Task goal: Copy out the whole mailing-list message below on the Swift mapper problem, word for word and line for line.

Supplied text:
________

[Swift-devel] mapper problem or ...?

Veronika V. Nefedova nefedova at mcs.anl.gov
Wed Mar 14 11:02:01 CDT 2007


Hi, Mihael:

please see my comments below...

Thanks,

Nika

At 10:20 AM 3/14/2007, Mihael Hategan wrote:
>On Wed, 2007-03-14 at 09:32 -0500, Veronika V. Nefedova wrote:
> > Ok, now I think you hit the area in your explanations that I always had a
> > problem with. So here is my understanding of things:
> >
> > if I have two apps that I need to chain together, I need to do this:
> >
> > file a <"a.txt">;
> > file b <"b.txt">;
> > file c <"c.txt">;
> >   a = APP1 (b);
> >   c = APP2 (a);
>
>Yep. But if you don't care about what file a is put in, you can skip
>mapping it. Although I gather it doesn't change things by much:
>file a;
>file b <"b.txt">;
>file c <"c.txt">;
>   a = APP1 (b);
>   c = APP2 (a);

I do care about "a.txt", but I do not care about "a". Thats the main point.

________

Data section:
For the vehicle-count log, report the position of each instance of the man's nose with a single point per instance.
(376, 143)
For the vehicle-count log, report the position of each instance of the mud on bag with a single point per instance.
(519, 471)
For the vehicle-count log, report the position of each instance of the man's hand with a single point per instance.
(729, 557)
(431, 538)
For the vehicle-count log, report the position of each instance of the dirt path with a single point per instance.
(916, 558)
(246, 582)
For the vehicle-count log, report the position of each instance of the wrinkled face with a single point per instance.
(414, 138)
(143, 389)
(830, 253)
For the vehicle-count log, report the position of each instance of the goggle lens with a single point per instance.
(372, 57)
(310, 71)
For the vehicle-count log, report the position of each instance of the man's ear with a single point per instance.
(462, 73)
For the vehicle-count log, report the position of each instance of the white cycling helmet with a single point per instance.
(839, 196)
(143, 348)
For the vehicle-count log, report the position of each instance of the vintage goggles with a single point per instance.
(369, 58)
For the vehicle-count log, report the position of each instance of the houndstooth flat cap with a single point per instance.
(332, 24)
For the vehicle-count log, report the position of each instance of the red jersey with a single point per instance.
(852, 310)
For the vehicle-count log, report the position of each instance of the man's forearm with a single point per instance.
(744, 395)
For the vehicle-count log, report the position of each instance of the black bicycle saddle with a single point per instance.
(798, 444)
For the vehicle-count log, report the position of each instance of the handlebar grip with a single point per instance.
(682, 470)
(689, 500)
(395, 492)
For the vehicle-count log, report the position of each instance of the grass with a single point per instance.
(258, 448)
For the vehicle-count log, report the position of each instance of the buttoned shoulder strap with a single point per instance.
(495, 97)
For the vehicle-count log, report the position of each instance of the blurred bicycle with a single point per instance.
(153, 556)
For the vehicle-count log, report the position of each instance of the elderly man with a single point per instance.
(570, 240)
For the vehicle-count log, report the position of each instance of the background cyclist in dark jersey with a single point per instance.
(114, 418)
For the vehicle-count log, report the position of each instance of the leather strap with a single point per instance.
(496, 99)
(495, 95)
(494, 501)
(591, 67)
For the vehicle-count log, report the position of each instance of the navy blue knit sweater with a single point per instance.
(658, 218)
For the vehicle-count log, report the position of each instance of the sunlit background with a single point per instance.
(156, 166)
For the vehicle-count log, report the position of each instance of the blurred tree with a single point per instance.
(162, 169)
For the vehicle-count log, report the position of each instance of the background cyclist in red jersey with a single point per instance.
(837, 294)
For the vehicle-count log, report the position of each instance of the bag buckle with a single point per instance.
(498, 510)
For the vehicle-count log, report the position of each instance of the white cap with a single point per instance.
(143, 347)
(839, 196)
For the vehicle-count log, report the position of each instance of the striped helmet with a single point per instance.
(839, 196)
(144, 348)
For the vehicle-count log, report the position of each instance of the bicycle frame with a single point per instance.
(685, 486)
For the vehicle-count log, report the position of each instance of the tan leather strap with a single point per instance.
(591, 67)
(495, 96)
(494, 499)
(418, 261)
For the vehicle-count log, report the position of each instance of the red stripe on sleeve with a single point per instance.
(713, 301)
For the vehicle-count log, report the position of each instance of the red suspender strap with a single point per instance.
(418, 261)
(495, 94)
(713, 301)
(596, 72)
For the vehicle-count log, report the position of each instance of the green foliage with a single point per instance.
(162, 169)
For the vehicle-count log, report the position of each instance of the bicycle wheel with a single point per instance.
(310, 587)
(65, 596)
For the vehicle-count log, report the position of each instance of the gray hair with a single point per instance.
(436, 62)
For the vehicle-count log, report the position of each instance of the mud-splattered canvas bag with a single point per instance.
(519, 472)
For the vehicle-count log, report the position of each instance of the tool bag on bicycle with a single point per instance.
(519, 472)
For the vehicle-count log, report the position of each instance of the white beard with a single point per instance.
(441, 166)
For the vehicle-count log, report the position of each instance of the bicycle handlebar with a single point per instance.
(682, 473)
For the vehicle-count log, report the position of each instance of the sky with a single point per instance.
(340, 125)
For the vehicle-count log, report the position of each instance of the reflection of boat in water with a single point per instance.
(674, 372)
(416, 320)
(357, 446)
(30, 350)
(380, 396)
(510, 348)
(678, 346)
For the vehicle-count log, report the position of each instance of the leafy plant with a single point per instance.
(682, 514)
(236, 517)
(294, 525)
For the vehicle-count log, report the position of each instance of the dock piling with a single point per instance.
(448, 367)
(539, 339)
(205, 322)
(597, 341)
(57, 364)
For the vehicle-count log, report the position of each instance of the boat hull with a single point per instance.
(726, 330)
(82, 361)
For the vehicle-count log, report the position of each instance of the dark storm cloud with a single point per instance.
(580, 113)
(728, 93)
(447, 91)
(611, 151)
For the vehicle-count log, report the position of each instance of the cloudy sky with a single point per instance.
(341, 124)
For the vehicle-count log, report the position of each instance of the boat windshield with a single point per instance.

________

Output below:
[Swift-devel] mapper problem or ...?

Veronika V. Nefedova nefedova at mcs.anl.gov
Wed Mar 14 11:02:01 CDT 2007


Hi, Mihael:

please see my comments below...

Thanks,

Nika

At 10:20 AM 3/14/2007, Mihael Hategan wrote:
>On Wed, 2007-03-14 at 09:32 -0500, Veronika V. Nefedova wrote:
> > Ok, now I think you hit the area in your explanations that I always had a
> > problem with. So here is my understanding of things:
> >
> > if I have two apps that I need to chain together, I need to do this:
> >
> > file a <"a.txt">;
> > file b <"b.txt">;
> > file c <"c.txt">;
> >   a = APP1 (b);
> >   c = APP2 (a);
>
>Yep. But if you don't care about what file a is put in, you can skip
>mapping it. Although I gather it doesn't change things by much:
>file a;
>file b <"b.txt">;
>file c <"c.txt">;
>   a = APP1 (b);
>   c = APP2 (a);

I do care about "a.txt", but I do not care about "a". Thats the main point.